**SHORT TASK**
Repeat the lines of the listing below exactly, starting at the line that contains "Warehouse pick-planner input: mark the door panel" and running through the last line, both included, and only those.

[Position identification records]
—————

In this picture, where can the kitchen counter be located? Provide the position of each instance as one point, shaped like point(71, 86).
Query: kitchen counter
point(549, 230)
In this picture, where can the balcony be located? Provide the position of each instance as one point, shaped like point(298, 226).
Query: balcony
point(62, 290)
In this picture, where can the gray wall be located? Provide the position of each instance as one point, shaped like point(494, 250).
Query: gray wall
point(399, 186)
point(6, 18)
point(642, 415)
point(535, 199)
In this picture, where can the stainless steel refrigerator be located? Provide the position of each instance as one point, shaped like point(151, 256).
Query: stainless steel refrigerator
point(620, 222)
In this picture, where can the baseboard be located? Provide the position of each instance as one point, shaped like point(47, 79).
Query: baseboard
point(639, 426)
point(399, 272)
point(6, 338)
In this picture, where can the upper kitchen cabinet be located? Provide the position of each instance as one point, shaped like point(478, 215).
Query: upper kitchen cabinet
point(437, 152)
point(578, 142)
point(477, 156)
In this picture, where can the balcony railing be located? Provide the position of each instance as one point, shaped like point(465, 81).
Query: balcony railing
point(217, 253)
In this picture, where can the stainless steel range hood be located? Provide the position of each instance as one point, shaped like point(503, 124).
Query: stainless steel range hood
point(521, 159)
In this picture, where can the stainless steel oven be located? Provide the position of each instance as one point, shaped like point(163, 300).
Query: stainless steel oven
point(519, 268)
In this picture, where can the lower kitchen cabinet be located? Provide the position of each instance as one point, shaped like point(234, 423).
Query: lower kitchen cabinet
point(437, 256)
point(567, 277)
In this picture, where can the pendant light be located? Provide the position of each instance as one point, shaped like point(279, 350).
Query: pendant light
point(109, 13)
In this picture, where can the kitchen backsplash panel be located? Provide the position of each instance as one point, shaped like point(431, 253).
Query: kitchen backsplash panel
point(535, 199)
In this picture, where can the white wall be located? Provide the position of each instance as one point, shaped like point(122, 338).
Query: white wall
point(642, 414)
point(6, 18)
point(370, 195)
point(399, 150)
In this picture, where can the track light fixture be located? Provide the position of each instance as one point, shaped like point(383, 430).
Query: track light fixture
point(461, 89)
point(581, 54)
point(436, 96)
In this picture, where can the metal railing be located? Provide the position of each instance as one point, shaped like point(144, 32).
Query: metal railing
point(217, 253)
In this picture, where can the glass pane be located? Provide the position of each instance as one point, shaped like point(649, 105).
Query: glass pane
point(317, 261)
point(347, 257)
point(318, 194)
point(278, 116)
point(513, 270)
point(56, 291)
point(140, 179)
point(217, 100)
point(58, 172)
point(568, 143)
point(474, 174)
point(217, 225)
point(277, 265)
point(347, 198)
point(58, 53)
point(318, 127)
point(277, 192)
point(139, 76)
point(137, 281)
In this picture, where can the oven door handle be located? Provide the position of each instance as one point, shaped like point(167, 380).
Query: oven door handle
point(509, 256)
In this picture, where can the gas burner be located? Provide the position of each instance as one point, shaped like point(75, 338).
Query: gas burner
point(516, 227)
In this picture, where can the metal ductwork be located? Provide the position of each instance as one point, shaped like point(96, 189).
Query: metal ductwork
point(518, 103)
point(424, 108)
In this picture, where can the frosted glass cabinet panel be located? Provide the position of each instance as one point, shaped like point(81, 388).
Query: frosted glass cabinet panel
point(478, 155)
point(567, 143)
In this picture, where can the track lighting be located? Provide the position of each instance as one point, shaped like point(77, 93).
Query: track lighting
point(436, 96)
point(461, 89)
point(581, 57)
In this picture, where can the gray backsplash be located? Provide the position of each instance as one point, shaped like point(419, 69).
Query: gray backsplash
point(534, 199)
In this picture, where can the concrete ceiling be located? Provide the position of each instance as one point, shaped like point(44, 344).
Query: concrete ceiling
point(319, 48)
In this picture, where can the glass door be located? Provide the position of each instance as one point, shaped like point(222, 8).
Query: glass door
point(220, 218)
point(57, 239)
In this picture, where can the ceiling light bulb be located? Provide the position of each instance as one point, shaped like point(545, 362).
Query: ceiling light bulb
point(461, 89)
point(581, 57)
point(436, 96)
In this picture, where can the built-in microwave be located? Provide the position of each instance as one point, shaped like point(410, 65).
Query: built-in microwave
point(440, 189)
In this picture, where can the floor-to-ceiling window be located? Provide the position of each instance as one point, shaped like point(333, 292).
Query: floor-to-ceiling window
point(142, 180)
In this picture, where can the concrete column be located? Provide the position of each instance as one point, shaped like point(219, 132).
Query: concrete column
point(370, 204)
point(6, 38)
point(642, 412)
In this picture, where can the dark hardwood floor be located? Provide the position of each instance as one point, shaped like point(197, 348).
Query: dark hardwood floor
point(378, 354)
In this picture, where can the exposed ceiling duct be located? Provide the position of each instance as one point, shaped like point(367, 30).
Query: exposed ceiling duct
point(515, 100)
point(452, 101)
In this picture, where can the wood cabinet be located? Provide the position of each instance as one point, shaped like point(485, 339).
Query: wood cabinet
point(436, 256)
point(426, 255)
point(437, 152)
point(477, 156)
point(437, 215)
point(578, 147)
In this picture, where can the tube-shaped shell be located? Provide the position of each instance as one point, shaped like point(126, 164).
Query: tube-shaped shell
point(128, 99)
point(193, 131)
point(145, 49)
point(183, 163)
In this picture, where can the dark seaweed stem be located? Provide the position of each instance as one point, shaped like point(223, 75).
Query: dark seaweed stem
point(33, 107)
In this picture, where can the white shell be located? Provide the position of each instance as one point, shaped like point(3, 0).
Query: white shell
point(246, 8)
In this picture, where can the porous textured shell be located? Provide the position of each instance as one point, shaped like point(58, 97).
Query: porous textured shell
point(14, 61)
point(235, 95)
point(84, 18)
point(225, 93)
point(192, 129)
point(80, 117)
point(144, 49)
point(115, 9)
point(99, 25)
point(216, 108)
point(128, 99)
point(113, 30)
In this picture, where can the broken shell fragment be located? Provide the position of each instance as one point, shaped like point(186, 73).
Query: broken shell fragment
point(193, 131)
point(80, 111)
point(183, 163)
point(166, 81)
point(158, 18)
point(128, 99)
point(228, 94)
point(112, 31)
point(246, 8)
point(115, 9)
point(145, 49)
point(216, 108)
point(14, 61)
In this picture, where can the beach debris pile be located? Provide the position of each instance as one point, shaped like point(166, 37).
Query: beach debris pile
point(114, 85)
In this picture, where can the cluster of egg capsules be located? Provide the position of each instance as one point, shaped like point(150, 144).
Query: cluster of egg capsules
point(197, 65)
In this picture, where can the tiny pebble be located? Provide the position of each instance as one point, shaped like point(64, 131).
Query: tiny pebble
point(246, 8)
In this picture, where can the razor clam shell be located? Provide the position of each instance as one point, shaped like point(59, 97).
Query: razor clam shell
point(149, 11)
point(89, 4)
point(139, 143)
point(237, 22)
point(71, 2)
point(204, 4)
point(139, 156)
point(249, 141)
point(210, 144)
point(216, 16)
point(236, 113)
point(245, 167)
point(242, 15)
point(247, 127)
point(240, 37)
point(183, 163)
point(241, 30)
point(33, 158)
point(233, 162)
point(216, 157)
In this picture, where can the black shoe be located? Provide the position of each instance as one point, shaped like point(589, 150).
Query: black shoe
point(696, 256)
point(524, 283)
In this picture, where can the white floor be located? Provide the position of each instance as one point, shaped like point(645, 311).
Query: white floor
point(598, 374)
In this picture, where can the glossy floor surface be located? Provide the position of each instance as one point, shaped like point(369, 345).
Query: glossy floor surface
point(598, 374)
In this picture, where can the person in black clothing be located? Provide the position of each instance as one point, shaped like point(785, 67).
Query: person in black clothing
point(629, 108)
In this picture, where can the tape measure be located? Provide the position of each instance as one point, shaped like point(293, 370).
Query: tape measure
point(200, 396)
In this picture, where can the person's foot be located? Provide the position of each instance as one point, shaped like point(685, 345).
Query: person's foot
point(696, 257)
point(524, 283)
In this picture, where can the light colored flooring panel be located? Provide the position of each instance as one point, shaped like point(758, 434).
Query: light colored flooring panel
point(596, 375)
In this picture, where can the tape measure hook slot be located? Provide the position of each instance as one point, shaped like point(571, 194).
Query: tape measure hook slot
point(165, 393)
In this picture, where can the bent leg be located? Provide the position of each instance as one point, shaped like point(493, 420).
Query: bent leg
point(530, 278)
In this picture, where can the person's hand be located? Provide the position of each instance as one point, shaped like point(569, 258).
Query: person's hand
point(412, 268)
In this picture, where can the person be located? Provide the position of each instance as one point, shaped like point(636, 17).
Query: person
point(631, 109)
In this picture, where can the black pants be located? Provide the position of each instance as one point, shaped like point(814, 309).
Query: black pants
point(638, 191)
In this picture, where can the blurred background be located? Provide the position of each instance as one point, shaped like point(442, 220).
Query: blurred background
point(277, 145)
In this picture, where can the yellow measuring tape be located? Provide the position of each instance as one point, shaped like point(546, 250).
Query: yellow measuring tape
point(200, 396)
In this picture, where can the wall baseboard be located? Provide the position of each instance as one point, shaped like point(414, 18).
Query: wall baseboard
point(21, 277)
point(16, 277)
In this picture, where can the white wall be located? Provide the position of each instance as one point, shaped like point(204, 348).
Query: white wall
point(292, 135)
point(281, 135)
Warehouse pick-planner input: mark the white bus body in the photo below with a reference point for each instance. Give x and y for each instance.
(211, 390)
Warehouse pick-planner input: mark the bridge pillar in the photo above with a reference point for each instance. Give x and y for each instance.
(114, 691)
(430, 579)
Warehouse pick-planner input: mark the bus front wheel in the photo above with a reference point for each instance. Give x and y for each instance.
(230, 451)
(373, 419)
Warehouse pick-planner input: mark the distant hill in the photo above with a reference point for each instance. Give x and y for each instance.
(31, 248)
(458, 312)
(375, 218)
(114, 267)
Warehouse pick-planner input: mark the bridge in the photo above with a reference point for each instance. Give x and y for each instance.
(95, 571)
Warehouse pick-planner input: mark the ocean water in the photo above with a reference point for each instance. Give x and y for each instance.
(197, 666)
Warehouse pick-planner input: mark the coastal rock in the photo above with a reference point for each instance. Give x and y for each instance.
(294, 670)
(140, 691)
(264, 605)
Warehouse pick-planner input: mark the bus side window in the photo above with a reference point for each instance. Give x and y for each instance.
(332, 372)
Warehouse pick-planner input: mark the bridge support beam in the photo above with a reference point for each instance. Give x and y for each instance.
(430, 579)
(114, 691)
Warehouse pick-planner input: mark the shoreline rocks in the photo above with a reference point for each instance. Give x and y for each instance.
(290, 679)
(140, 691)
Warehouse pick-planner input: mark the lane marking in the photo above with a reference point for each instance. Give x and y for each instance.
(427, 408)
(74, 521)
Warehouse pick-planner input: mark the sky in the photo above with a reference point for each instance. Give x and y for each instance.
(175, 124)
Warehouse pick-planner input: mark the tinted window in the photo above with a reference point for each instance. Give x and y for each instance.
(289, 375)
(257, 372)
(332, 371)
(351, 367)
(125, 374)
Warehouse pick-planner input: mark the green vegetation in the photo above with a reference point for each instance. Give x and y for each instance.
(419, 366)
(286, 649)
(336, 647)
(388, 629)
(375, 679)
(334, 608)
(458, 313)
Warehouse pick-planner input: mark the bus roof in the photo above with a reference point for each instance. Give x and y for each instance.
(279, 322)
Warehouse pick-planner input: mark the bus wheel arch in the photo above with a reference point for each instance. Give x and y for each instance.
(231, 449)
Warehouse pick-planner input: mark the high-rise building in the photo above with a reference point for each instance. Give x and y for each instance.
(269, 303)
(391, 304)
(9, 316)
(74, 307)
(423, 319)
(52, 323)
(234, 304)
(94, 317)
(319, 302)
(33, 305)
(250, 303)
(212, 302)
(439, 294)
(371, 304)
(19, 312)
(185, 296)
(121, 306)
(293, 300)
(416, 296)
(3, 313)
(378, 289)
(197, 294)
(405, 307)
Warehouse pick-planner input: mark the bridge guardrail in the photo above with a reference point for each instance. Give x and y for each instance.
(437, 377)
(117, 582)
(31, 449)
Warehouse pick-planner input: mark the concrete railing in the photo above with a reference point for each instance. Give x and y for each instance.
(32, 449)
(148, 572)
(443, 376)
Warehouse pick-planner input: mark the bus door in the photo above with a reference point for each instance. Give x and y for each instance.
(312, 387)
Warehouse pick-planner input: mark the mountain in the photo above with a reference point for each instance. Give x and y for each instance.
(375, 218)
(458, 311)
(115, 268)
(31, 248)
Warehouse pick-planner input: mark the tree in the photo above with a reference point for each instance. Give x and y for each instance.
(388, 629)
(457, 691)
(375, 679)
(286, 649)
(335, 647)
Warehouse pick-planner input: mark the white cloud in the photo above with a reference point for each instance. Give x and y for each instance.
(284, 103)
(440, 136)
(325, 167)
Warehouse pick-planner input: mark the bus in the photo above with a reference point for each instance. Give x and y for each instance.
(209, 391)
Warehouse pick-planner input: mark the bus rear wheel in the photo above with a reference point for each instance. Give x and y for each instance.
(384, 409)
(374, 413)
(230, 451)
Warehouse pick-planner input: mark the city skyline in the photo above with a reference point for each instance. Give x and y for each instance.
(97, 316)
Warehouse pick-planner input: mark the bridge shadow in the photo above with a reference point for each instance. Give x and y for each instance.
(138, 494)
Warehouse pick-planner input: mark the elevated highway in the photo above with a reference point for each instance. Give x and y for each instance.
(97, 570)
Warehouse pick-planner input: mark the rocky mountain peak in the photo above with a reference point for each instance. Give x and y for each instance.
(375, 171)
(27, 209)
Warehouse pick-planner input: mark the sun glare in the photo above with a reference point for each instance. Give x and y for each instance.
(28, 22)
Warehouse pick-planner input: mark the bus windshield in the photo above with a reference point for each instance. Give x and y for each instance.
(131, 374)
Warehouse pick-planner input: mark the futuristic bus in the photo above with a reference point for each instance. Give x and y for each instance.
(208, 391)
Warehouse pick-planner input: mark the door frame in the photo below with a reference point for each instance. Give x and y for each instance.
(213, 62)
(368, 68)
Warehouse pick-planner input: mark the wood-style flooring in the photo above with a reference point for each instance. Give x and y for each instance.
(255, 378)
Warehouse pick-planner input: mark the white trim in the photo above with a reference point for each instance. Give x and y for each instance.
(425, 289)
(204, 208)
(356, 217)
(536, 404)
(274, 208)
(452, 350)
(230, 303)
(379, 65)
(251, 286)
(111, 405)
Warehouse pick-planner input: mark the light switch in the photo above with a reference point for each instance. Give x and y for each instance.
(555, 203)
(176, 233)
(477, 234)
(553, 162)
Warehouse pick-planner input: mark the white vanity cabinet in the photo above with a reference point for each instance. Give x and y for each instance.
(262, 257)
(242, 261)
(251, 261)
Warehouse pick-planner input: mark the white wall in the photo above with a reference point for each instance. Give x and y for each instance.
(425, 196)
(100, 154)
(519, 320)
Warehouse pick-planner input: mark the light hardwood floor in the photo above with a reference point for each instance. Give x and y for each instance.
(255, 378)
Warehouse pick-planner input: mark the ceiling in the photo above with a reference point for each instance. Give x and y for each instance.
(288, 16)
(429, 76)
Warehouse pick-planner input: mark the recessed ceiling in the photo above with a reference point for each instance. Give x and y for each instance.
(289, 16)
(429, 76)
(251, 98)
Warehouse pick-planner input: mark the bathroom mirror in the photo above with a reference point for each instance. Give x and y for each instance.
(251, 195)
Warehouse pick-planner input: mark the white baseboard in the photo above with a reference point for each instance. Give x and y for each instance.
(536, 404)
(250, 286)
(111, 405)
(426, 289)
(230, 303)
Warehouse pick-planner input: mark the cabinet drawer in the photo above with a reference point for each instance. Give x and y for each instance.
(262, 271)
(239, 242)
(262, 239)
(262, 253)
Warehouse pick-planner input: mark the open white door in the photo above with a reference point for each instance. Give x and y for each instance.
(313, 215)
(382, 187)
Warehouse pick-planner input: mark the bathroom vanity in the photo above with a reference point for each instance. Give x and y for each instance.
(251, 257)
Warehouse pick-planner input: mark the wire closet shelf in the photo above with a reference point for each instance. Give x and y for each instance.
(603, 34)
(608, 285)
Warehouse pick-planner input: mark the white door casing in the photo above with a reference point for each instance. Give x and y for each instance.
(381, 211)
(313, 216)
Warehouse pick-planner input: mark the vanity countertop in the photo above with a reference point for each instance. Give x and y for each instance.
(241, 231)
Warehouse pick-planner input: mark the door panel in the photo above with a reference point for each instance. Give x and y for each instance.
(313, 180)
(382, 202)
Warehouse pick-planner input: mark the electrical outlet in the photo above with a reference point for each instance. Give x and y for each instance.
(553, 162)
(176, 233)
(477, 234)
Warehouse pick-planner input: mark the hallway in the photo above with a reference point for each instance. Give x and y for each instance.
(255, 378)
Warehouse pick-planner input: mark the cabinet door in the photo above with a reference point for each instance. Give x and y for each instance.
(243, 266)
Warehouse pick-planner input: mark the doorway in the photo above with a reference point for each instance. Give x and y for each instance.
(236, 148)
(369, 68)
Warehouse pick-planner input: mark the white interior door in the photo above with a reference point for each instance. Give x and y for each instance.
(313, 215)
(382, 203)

—————

**RESULT OF THIS TASK**
Warehouse pick-planner input: mark the door panel in the photo above with a reference point for each instance. Give x and y for each instance.
(313, 180)
(382, 202)
Warehouse pick-planner input: mark the electrical outlet in the photo above with a reference point for each instance. Give x and y for each instance.
(553, 162)
(176, 233)
(477, 234)
Warehouse pick-planner input: mark the hallway in the photo above with a reference point for each instance. Give x and y for each instance.
(255, 378)
Warehouse pick-planner input: mark the cabinet door in the photo above with a reference point for each instance. Give x and y for each instance.
(243, 266)
Warehouse pick-planner input: mark the doorway in the photo above with a reference point for each instance. Give x and y for each instance.
(236, 148)
(369, 68)
Warehouse pick-planner input: mark the white interior door in the photo above with a reference point for each instance. Give x and y for each instance.
(313, 215)
(382, 203)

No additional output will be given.